SUPPLIED RECORDS>
* * * * * * *

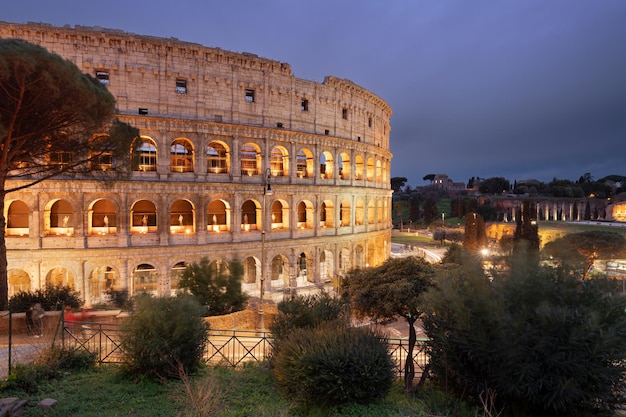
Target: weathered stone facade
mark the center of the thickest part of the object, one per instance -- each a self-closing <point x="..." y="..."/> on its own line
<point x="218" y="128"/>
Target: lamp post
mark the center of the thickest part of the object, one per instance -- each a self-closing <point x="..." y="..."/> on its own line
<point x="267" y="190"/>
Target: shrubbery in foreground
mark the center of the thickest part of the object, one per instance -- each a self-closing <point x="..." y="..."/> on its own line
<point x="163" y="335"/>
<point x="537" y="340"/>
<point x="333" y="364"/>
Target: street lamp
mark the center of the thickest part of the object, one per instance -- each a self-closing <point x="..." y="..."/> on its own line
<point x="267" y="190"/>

* * * * * * *

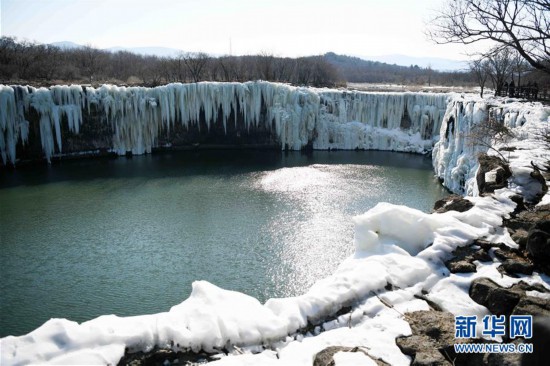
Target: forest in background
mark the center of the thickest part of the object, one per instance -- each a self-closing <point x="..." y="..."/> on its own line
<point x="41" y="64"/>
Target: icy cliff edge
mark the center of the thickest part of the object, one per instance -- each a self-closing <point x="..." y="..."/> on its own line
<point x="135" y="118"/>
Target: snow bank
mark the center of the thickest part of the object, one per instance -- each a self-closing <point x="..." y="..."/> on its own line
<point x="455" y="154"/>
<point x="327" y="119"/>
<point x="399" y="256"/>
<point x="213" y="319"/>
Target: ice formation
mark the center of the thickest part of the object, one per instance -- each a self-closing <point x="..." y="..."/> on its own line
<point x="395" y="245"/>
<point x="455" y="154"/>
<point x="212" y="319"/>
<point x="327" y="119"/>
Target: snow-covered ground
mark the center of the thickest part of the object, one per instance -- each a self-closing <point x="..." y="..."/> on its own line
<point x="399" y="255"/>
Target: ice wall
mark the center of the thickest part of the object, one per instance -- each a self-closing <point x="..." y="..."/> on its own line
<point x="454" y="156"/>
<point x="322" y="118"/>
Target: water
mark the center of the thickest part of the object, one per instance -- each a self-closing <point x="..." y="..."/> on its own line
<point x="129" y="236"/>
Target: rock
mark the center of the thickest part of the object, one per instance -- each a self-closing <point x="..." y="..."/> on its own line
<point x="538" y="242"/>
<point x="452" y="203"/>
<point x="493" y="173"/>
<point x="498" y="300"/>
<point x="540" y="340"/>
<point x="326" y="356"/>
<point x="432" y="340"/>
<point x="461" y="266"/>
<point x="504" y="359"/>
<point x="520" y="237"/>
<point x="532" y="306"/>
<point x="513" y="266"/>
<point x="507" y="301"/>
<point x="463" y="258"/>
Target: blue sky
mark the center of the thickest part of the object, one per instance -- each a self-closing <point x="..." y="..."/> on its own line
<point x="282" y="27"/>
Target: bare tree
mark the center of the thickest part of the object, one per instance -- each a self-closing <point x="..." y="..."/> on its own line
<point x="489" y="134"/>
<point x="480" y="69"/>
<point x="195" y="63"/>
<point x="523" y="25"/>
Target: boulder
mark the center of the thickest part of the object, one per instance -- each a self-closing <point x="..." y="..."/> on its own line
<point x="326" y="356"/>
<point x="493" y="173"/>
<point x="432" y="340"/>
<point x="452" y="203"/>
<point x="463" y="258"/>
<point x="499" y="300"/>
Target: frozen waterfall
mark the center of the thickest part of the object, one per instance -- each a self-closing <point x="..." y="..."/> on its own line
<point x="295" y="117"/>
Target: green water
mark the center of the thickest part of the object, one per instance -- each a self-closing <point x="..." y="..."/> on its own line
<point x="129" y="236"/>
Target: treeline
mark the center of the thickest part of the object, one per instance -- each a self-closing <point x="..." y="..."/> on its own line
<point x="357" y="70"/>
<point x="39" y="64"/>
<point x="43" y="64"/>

* * * * * * *

REQUEST>
Copy each line from the records above that contains the word "lamp", paying attention to case.

REPLY>
Target: lamp post
Target: street lamp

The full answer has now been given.